• Written request
Rewrite the rows below, substituting "What is its location?" for every occurrence of "Where in this photo?" and leaving all other text unaltered.

• Records for processing
* * * *
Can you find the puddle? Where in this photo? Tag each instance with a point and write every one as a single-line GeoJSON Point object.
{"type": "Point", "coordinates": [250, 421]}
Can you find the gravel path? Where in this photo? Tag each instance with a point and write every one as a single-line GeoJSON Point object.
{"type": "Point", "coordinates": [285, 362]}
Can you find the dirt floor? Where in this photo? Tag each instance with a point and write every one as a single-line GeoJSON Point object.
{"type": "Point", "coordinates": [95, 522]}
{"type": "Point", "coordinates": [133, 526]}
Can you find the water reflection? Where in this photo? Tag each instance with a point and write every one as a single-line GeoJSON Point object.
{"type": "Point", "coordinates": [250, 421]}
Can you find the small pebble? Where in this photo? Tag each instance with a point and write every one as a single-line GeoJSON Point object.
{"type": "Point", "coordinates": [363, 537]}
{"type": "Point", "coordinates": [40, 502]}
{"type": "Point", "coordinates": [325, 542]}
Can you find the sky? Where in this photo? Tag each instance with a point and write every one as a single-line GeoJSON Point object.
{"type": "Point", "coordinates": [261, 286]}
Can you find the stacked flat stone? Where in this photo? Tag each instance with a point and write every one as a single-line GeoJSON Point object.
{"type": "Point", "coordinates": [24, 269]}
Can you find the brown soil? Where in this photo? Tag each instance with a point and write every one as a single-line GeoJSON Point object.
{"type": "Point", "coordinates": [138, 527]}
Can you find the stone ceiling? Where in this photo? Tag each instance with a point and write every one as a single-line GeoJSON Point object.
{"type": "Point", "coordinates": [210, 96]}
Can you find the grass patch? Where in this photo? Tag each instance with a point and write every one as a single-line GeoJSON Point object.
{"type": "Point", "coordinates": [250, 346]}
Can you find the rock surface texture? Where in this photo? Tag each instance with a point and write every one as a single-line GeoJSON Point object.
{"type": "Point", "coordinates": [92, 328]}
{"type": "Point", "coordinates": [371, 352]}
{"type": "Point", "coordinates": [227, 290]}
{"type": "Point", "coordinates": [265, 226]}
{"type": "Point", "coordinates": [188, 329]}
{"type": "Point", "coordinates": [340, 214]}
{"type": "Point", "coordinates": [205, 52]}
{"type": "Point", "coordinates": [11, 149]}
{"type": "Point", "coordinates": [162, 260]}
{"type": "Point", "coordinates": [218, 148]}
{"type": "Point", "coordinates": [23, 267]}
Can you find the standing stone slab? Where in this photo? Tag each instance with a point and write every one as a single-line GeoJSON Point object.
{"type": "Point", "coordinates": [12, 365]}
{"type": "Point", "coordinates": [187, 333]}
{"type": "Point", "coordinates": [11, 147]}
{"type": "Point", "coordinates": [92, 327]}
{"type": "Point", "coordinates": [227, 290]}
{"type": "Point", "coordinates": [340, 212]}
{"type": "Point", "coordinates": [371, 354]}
* * * *
• Response to this exercise
Can you find the puddle? What is its location? Tag each instance with a point and write every one as a single-line GeoJSON Point object.
{"type": "Point", "coordinates": [250, 421]}
Can you find the gravel path? What is its location? Tag each instance with a point and write every one as a single-line GeoJSON Point object.
{"type": "Point", "coordinates": [285, 362]}
Can you find the dirt floor? What is its location? Tag each instance with a point and write every one as a single-line GeoJSON Point object.
{"type": "Point", "coordinates": [95, 522]}
{"type": "Point", "coordinates": [133, 526]}
Can you find the water reflection? What is its location? Tag each instance with a point and write every one as a single-line GeoJSON Point object.
{"type": "Point", "coordinates": [250, 421]}
Can you find the small pebble? What is its location? Tag each instance with a point and write every one as a single-line GeoJSON Point object.
{"type": "Point", "coordinates": [363, 537]}
{"type": "Point", "coordinates": [40, 502]}
{"type": "Point", "coordinates": [325, 542]}
Can you find the sky? What is its location? Tag each instance with a point and write every one as a single-line GeoJSON Point object.
{"type": "Point", "coordinates": [261, 286]}
Can you find the stacked flat stone? What is its location? Tag each instance with a point and write every one as a single-line GeoJSON Point object.
{"type": "Point", "coordinates": [24, 269]}
Can you find the brown soil? What is its location? Tag each instance with a point and write every one as a single-line GeoJSON Point object.
{"type": "Point", "coordinates": [138, 527]}
Can you find the stone ceiling? What is its location? Tag each instance with a point and write every one as a single-line GeoJSON Point object.
{"type": "Point", "coordinates": [210, 96]}
Can you find the grass patch? What is its location? Tag each instance with a point and write every one as a single-line GeoJSON Point object.
{"type": "Point", "coordinates": [250, 346]}
Can you find the rock surface texture? What is its location? Tag each instance with a point and write every one as a single-line GeoJSON Point object.
{"type": "Point", "coordinates": [92, 328]}
{"type": "Point", "coordinates": [371, 352]}
{"type": "Point", "coordinates": [227, 290]}
{"type": "Point", "coordinates": [265, 226]}
{"type": "Point", "coordinates": [188, 329]}
{"type": "Point", "coordinates": [340, 214]}
{"type": "Point", "coordinates": [205, 52]}
{"type": "Point", "coordinates": [11, 149]}
{"type": "Point", "coordinates": [162, 260]}
{"type": "Point", "coordinates": [218, 148]}
{"type": "Point", "coordinates": [23, 267]}
Can you find the standing stone slab? What is its location? Tag each instance with a point and write every one as a single-line GeoJSON Point object.
{"type": "Point", "coordinates": [12, 365]}
{"type": "Point", "coordinates": [187, 333]}
{"type": "Point", "coordinates": [11, 147]}
{"type": "Point", "coordinates": [92, 327]}
{"type": "Point", "coordinates": [227, 290]}
{"type": "Point", "coordinates": [340, 212]}
{"type": "Point", "coordinates": [371, 354]}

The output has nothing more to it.